> YOUR OBJECTIVE: Reproduce all entries word for word.

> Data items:
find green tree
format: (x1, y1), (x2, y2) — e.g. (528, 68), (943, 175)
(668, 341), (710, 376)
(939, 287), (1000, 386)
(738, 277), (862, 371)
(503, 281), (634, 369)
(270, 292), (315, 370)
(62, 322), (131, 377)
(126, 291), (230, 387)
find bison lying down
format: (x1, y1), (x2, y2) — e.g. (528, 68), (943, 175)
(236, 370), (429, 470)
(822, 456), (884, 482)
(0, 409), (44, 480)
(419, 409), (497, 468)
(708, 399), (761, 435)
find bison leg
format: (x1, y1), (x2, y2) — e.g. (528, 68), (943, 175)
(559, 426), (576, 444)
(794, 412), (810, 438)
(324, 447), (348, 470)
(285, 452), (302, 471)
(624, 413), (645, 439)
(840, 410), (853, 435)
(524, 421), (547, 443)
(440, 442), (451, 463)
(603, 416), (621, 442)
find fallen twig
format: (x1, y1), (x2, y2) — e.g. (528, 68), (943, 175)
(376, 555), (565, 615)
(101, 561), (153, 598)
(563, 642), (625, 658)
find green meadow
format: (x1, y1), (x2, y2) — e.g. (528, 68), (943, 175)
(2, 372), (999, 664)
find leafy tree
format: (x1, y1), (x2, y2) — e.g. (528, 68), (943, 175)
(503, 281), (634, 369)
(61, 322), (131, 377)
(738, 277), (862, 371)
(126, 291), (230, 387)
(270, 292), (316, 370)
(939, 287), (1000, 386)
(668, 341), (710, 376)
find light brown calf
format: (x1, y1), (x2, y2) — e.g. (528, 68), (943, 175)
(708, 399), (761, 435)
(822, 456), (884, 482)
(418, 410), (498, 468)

> ANSWER TO THIS PROBLEM:
find green tree
format: (x1, y1), (x2, y2) — e.g. (528, 68), (943, 175)
(668, 341), (710, 376)
(939, 287), (1000, 386)
(738, 277), (862, 371)
(503, 281), (634, 369)
(270, 292), (315, 370)
(62, 322), (131, 377)
(126, 291), (230, 387)
find bison lying down
format: (x1, y1), (x2, y2) — e.g. (528, 68), (943, 175)
(236, 370), (429, 470)
(822, 456), (884, 482)
(0, 409), (44, 480)
(419, 409), (497, 468)
(708, 399), (761, 435)
find bison leg
format: (x1, y1), (x2, y2) — e.g. (528, 68), (943, 175)
(559, 426), (576, 444)
(794, 412), (810, 438)
(324, 447), (348, 470)
(285, 452), (302, 471)
(624, 413), (645, 439)
(840, 410), (853, 435)
(524, 421), (547, 443)
(440, 442), (451, 463)
(603, 416), (621, 442)
find fallen twig
format: (x1, y1), (x2, y2) — e.g. (528, 68), (943, 175)
(376, 555), (565, 615)
(101, 561), (153, 598)
(563, 642), (625, 658)
find green meadow
format: (x1, y1), (x2, y2) — e.g. (528, 68), (943, 175)
(2, 372), (999, 664)
find leafy tree
format: (x1, y1), (x2, y2) — e.g. (528, 68), (943, 175)
(503, 281), (634, 369)
(61, 322), (131, 377)
(738, 277), (862, 371)
(126, 291), (230, 387)
(270, 292), (316, 370)
(939, 287), (1000, 386)
(668, 341), (710, 376)
find light brown calf
format: (x1, y1), (x2, y2) — e.g. (528, 68), (943, 175)
(708, 399), (761, 435)
(822, 456), (884, 482)
(418, 410), (498, 468)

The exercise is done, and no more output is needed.